## SUPPLIED MATERIAL:
<<<<
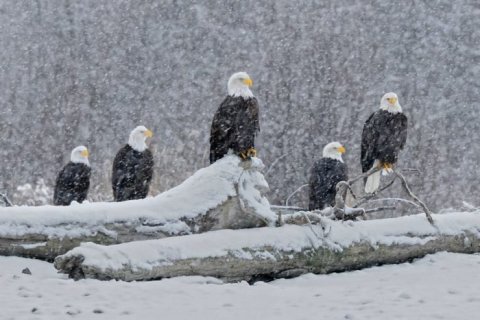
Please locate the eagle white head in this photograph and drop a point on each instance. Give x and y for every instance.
(80, 155)
(390, 103)
(334, 150)
(137, 138)
(239, 85)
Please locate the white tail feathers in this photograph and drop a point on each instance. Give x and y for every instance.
(373, 182)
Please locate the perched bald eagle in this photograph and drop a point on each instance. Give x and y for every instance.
(384, 135)
(235, 124)
(324, 176)
(133, 167)
(73, 180)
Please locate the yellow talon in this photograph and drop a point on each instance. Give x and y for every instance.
(251, 152)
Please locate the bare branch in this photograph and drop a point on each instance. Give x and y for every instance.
(397, 200)
(274, 163)
(4, 198)
(369, 196)
(292, 194)
(414, 197)
(380, 209)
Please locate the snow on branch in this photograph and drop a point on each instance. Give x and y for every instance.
(267, 253)
(227, 194)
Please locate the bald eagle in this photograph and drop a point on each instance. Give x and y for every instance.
(73, 180)
(133, 167)
(235, 124)
(324, 176)
(384, 135)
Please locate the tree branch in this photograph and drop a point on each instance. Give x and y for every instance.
(414, 197)
(5, 200)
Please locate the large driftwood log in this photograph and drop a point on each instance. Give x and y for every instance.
(268, 253)
(228, 194)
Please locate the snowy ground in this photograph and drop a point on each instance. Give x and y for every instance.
(441, 286)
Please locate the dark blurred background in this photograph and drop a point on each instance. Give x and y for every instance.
(88, 72)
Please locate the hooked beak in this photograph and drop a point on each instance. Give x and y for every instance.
(248, 82)
(392, 101)
(148, 134)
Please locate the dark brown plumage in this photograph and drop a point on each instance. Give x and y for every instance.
(234, 126)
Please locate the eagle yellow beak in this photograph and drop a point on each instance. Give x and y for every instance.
(248, 82)
(148, 134)
(392, 100)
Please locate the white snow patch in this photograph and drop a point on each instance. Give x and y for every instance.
(440, 286)
(404, 230)
(206, 189)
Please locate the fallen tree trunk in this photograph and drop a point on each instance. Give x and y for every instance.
(227, 194)
(268, 253)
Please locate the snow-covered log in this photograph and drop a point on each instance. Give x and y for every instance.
(265, 253)
(227, 194)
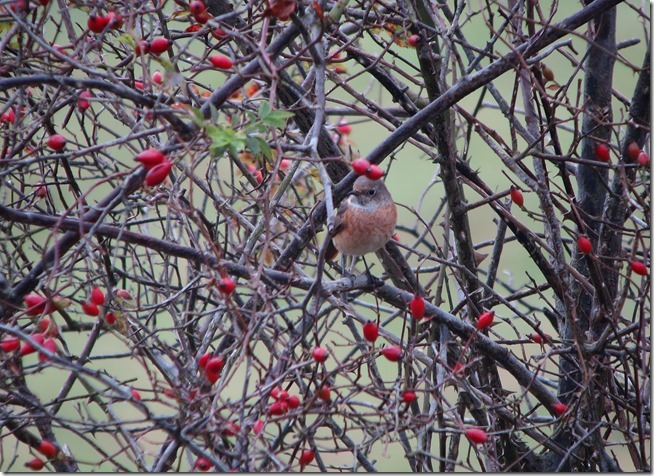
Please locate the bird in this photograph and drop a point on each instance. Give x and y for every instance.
(365, 220)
>>>>
## EXERCISE INSTRUCTIONS:
Rewrite all of the entries above, replacing every "photograph" with "image" and changing nothing else. Leave the pictures out of your version.

## SOLUTION FOR THIS EXERCISE:
Please locate the eagle white head in this image and drop a point on each instance. Give x and y for every instance.
(80, 155)
(390, 103)
(334, 150)
(137, 138)
(239, 85)
Please locate the white tail feathers in this image and drop a point on each instance. Give x and y for every instance.
(373, 182)
Please locate the perched bald eagle in this image and drop a point on each instance. Give x and y for every instance.
(384, 135)
(235, 124)
(324, 176)
(133, 167)
(73, 180)
Please locate the yellow talon in this image and drop a point on each instance. Give x and y for every instance.
(251, 152)
Please locate the bare branch in this image and drop a point on each instance. Give x and y for every instance.
(397, 200)
(274, 163)
(4, 198)
(369, 196)
(292, 194)
(414, 197)
(380, 209)
Please locate the snow on branch in this image and drop a point on each instance. Give x and y for every instance.
(267, 253)
(227, 194)
Please locate the bald eagle in this image and drop a point on each instance. Give x and y for every instance.
(73, 180)
(133, 167)
(235, 124)
(324, 176)
(384, 135)
Please locate the tree branch in this image and drop a point on each instance. Give x and y for every instance.
(414, 197)
(5, 200)
Please locate the large driftwood log in this image and drop a point on each instance. Give x and y for every instance.
(268, 253)
(228, 194)
Please locate the snowy ground in this image and drop a point on each instance. Give x and y for every instance.
(441, 286)
Please locate the dark blurred background in this image and drop a point on each instance. Give x and y for every instance.
(88, 72)
Please locate the hooked beak in this image and drop a point on each instance. Give x and y for every instance.
(248, 82)
(392, 101)
(148, 134)
Please locate the dark brown plumage in this image and drop a point on each instance. Give x and y for every instance.
(234, 126)
Please locate the eagle yellow beak in this image and drop a point on each instance. Give x and y for every instance.
(248, 82)
(148, 134)
(392, 100)
Please locate the white snow patch in this image and drop a point on each instance. Give x and y for every instance.
(440, 286)
(404, 230)
(206, 189)
Please locate the fallen tree trunk in this image and drop a point on each instance. Give x and y for every instance.
(227, 194)
(268, 253)
Please locate the snow-covered log in this image and drop a point on each instance. Give x and y for every instance.
(265, 253)
(227, 194)
Please locate the bird in this image and drop a point on each instance. Give x and y for every instance.
(365, 220)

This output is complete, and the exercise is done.